Kutipan Teks
Kritik Terhadap Multiakad ('Uqud Murakkabah, Hybrid Contract)
KRITIK TERHADAP MULTIAKAD (‘UQUD MURAKKABAH, HYBRID CONTRACT)*
Oleh : KH. M. Shiddiq Al Jawi, S.Si, MSI**
Pengertian Multiakad
Istilah multiakad (hybrid contract) adalah terjemahan bahasa Indonesia dari istilah-istilah aslinya dalam bahasa Arab, yaitu : al-‘uqud al-murakkabah, al-‘uqud al-maliyah al-murakkabah, al-jam’u bayna al-‘uqud, damju al-‘uqud. Istilah al-‘uqud al-murakkabah digunakan oleh Nazih Hammad dalam kitabnya Al-’Uqud Al-Murakkabah fi al-Fiqh al-Islami, hlm. 7. Istilah al-‘uqud al-maliyah al-murakkabah digunakan oleh Abdullah al-’Imrani dalam kitabnya Al-Uqud al-Maliyah al-Murakkabah, hlm. 46. Istilah al-jam’u bayna al-‘uqud digunakan oleh AAOIFI dalam kitab Al Maa’yir Al Syar’iyyah / Shariah Standards, edisi 2010, hlm. 347. Sedangkan istilah damju al-‘uqud digunakan oleh Ismail Syandi dalam kitabnya Al-Musyarakah Al-Mutanaqishah, hlm. 17-18.
Istilah multiakad menurut penggagasnya didefinisikan sebagai kesepakatan dua pihak untuk melaksanakan suatu muamalah yang meliputi dua akad atau lebih, misalnya akad jual-beli dengan ijarah, akad jual beli dengan hibah dan seterusnya, sedemikian sehingga semua akibat hukum dari akad-akad gabungan itu, serta semua hak dan kewajiban yang ditimbulkannya, dianggap satu kesatuan yang tak dapat dipisah-pisahkan, yang sama kedudukannya dengan akibat-akibat hukum dari satu akad. (Lihat : Nazih Hammad, Al-’Uqud Al-Murakkabah fi al-Fiqh al-Islami, hlm. 7; Abdullah al-’Imrani, Al-Uqud al-Maliyah al-Murakkabah, hlm. 46).

Tugas yang Dikerjakan
Jawablah pertanyaan berikut berdasarkan teks tentang multiakad.
(a) Siapa yang menggunakan istilah al-'uqud al-maliyah al-murakkabah?
(b) Dalam kitab apa AAOIFI menggunakan istilah al-jam'u bayna al-'uqud, dan edisi tahun berapa?
(c) Apa dua contoh gabungan akad yang disebutkan dalam definisi multiakad?

Data Tercatat
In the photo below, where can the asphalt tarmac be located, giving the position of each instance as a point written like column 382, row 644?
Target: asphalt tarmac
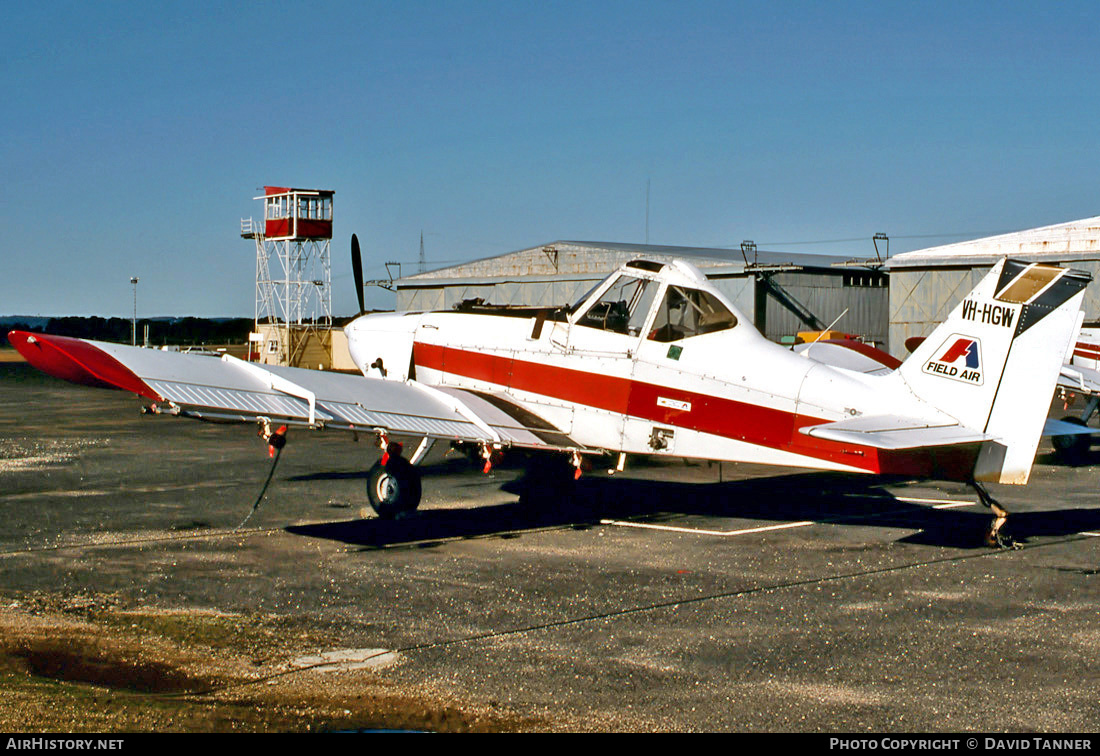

Jawaban Lengkap
(a) Istilah itu digunakan oleh Abdullah al-'Imrani dalam kitabnya Al-Uqud al-Maliyah al-Murakkabah.
(b) AAOIFI menggunakannya dalam kitab Al Maa'yir Al Syar'iyyah / Shariah Standards, edisi 2010.
(c) Kedua contoh itu adalah akad jual-beli dengan ijarah dan akad jual beli dengan hibah.